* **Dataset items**
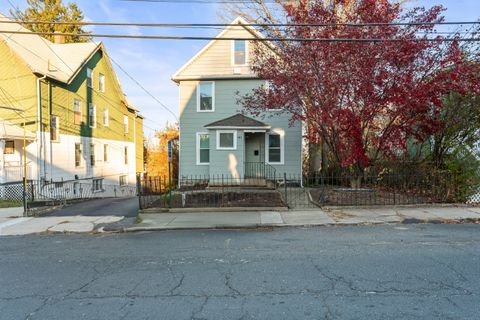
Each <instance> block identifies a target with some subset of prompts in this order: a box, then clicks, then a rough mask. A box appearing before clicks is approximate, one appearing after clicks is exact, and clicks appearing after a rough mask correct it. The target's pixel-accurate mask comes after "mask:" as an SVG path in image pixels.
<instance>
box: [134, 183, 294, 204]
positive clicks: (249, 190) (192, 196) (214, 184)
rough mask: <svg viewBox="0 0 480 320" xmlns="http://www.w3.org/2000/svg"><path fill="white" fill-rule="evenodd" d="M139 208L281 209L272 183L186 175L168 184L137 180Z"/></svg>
mask: <svg viewBox="0 0 480 320" xmlns="http://www.w3.org/2000/svg"><path fill="white" fill-rule="evenodd" d="M138 189H139V200H140V207H141V208H142V209H145V208H152V207H156V208H207V207H208V208H211V207H285V206H286V203H285V202H284V201H283V198H282V195H281V193H280V192H279V191H278V190H277V189H276V186H275V183H274V182H273V181H272V180H269V179H265V178H238V177H233V176H231V175H215V176H189V177H183V178H181V179H179V180H178V181H176V184H173V183H171V182H170V181H169V180H168V179H167V178H165V177H146V178H142V179H140V178H139V179H138Z"/></svg>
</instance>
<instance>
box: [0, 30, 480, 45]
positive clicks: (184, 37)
mask: <svg viewBox="0 0 480 320" xmlns="http://www.w3.org/2000/svg"><path fill="white" fill-rule="evenodd" d="M2 33H4V34H25V35H32V34H33V35H51V36H53V35H57V36H66V37H71V36H75V37H95V38H116V39H145V40H219V41H232V40H245V41H259V42H272V41H281V42H286V41H291V42H425V41H429V42H454V41H463V42H480V38H459V37H458V38H412V39H408V40H406V39H400V38H390V39H389V38H270V37H269V38H254V37H249V38H245V37H207V36H201V37H192V36H157V35H125V34H93V33H68V32H61V33H59V32H34V31H10V30H0V34H2Z"/></svg>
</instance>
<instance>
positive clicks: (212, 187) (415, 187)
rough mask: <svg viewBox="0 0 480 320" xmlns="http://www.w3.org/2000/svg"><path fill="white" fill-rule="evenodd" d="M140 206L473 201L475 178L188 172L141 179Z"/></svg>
mask: <svg viewBox="0 0 480 320" xmlns="http://www.w3.org/2000/svg"><path fill="white" fill-rule="evenodd" d="M138 189H139V196H140V206H141V208H150V207H160V208H194V207H252V206H254V207H289V208H297V209H302V208H318V207H323V206H376V205H409V204H440V203H466V202H467V203H475V202H478V201H479V200H480V193H479V191H480V188H479V185H478V183H476V182H475V181H465V179H459V177H458V175H456V174H454V173H451V172H447V171H440V170H425V171H420V170H417V171H415V172H411V171H409V170H396V171H394V170H391V169H385V168H383V169H379V170H369V171H366V172H362V173H360V174H359V173H351V172H348V171H343V172H341V171H335V172H330V173H318V174H314V175H310V176H302V175H288V174H283V175H277V174H275V178H274V179H266V178H263V177H262V178H248V177H247V178H237V177H232V176H230V175H216V176H189V177H182V178H181V179H180V180H178V181H177V180H175V181H174V182H171V181H168V180H167V179H166V178H162V177H148V178H145V179H139V180H138Z"/></svg>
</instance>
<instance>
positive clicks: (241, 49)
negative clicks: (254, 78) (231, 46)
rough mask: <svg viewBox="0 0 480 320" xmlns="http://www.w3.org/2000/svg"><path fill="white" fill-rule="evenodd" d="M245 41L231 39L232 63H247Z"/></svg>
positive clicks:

* **Problem to solve**
Write out the data exactly, and exclude every picture it holds.

* **Reply**
Each <instance> block identifies a target with some subset of prompts in this order: a box, then clicks, then a rough mask. A box appearing before clicks is approximate, one appearing after clicks is exact, and clicks appearing after a rough mask correct it. The target's pixel-accurate mask comes after "mask:" as an SVG path in image pixels.
<instance>
box: [134, 183, 294, 204]
positive clicks: (249, 190) (192, 196) (214, 184)
rough mask: <svg viewBox="0 0 480 320" xmlns="http://www.w3.org/2000/svg"><path fill="white" fill-rule="evenodd" d="M139 208L281 209L272 183L186 175L168 184L137 180Z"/></svg>
mask: <svg viewBox="0 0 480 320" xmlns="http://www.w3.org/2000/svg"><path fill="white" fill-rule="evenodd" d="M138 189H139V200H140V207H141V208H142V209H145V208H152V207H156V208H207V207H208V208H211V207H285V206H286V203H285V202H284V201H283V198H282V195H281V193H280V192H279V191H278V190H277V189H276V186H275V183H274V182H273V181H272V180H269V179H265V178H238V177H233V176H231V175H215V176H189V177H183V178H181V179H179V180H178V181H176V184H173V183H171V182H170V181H169V180H168V179H167V178H165V177H146V178H142V179H140V178H139V179H138Z"/></svg>
</instance>
<instance>
box: [0, 30, 480, 45]
positive clicks: (184, 37)
mask: <svg viewBox="0 0 480 320" xmlns="http://www.w3.org/2000/svg"><path fill="white" fill-rule="evenodd" d="M2 33H4V34H25V35H32V34H33V35H51V36H53V35H57V36H66V37H71V36H75V37H95V38H116V39H145V40H219V41H232V40H245V41H259V42H272V41H281V42H286V41H291V42H425V41H429V42H454V41H463V42H480V38H459V37H458V38H412V39H408V40H406V39H400V38H390V39H389V38H270V37H269V38H254V37H249V38H245V37H207V36H201V37H192V36H157V35H125V34H93V33H68V32H61V33H59V32H34V31H10V30H0V34H2Z"/></svg>
</instance>
<instance>
positive clicks: (212, 187) (415, 187)
rough mask: <svg viewBox="0 0 480 320" xmlns="http://www.w3.org/2000/svg"><path fill="white" fill-rule="evenodd" d="M140 206L473 201L475 178L188 172L141 179Z"/></svg>
mask: <svg viewBox="0 0 480 320" xmlns="http://www.w3.org/2000/svg"><path fill="white" fill-rule="evenodd" d="M138 189H139V196H140V206H141V208H150V207H160V208H194V207H252V206H254V207H289V208H297V209H302V208H318V207H323V206H376V205H409V204H440V203H466V202H467V203H475V202H478V201H479V200H480V193H479V191H480V188H479V185H478V183H476V182H475V181H465V179H459V177H458V175H456V174H454V173H451V172H447V171H440V170H425V171H420V170H417V171H415V172H411V171H409V170H396V171H394V170H391V169H385V168H383V169H379V170H369V171H366V172H362V173H360V174H359V173H351V172H348V171H343V172H341V171H335V172H330V173H318V174H314V175H310V176H302V175H288V174H283V175H277V174H275V178H274V179H266V178H263V177H262V178H248V177H247V178H237V177H232V176H230V175H216V176H189V177H182V178H181V179H180V180H178V181H177V180H175V181H174V182H171V181H168V180H167V179H166V178H162V177H148V178H145V179H139V180H138Z"/></svg>
</instance>
<instance>
positive clicks: (241, 49)
negative clicks: (254, 78) (231, 46)
rough mask: <svg viewBox="0 0 480 320" xmlns="http://www.w3.org/2000/svg"><path fill="white" fill-rule="evenodd" d="M245 41L231 39L232 63H247Z"/></svg>
positive clicks:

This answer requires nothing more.